### What you need to do
Could you output, exactly and with nothing else, every line from the one that contains "Query: blurred background" through the last line of the listing below?

####

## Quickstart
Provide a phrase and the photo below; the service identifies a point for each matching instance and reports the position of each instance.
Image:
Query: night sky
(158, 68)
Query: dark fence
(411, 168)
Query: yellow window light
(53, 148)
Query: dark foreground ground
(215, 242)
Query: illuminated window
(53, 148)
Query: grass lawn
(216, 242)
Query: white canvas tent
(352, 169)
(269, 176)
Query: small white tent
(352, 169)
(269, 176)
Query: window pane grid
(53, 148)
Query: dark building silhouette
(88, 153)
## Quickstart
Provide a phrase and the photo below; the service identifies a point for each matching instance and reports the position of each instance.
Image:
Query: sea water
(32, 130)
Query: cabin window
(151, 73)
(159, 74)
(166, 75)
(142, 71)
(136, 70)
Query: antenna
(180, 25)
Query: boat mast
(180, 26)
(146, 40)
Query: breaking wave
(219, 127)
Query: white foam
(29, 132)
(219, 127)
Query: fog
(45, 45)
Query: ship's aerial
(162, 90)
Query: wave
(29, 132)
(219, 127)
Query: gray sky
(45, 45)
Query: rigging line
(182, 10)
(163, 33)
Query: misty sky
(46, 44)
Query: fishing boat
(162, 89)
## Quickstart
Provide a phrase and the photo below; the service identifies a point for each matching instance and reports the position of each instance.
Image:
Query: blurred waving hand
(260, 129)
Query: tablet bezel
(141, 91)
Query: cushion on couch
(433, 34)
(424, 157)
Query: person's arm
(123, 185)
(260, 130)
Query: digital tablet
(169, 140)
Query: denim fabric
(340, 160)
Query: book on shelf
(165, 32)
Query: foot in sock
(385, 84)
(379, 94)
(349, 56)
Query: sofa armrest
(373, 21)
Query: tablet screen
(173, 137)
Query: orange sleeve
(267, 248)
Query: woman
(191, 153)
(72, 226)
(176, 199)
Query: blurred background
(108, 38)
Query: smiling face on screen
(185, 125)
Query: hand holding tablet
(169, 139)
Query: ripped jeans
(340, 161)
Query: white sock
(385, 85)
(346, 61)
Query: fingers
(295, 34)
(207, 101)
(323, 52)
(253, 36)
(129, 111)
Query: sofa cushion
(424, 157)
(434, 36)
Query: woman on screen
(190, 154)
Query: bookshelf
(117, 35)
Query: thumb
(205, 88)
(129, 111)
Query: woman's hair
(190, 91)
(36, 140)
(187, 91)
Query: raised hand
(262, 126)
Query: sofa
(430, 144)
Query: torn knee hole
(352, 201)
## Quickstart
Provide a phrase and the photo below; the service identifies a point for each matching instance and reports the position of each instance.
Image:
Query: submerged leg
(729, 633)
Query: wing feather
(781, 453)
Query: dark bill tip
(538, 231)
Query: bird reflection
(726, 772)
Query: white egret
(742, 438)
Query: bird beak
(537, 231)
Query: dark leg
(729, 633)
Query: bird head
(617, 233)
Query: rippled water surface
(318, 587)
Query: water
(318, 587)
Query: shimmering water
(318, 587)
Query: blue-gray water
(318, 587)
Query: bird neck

####

### Response to the exercise
Query: blurred background
(108, 38)
Query: smiling face on screen
(185, 125)
Query: hand holding tablet
(169, 139)
Query: ripped jeans
(340, 161)
Query: white sock
(385, 85)
(346, 61)
Query: fingers
(295, 34)
(207, 101)
(323, 52)
(253, 36)
(129, 111)
Query: sofa cushion
(424, 157)
(434, 36)
Query: woman on screen
(190, 154)
Query: bookshelf
(117, 35)
Query: thumb
(205, 88)
(129, 111)
Query: woman's hair
(190, 91)
(36, 140)
(187, 91)
Query: raised hand
(262, 126)
Query: sofa
(430, 144)
Query: torn knee hole
(352, 201)
## Quickstart
Provide a phrase and the photo below; the service identifies a point for each matching instance and reports the position of each instance.
Image:
Query: submerged leg
(729, 633)
Query: wing feather
(781, 453)
Query: dark bill tip
(538, 231)
Query: bird reflection
(726, 772)
Query: white egret
(742, 438)
Query: bird beak
(537, 231)
Query: dark leg
(729, 633)
Query: bird head
(617, 233)
Query: rippled water surface
(318, 587)
Query: water
(318, 587)
Query: shimmering water
(318, 587)
Query: blue-gray water
(318, 587)
Query: bird neck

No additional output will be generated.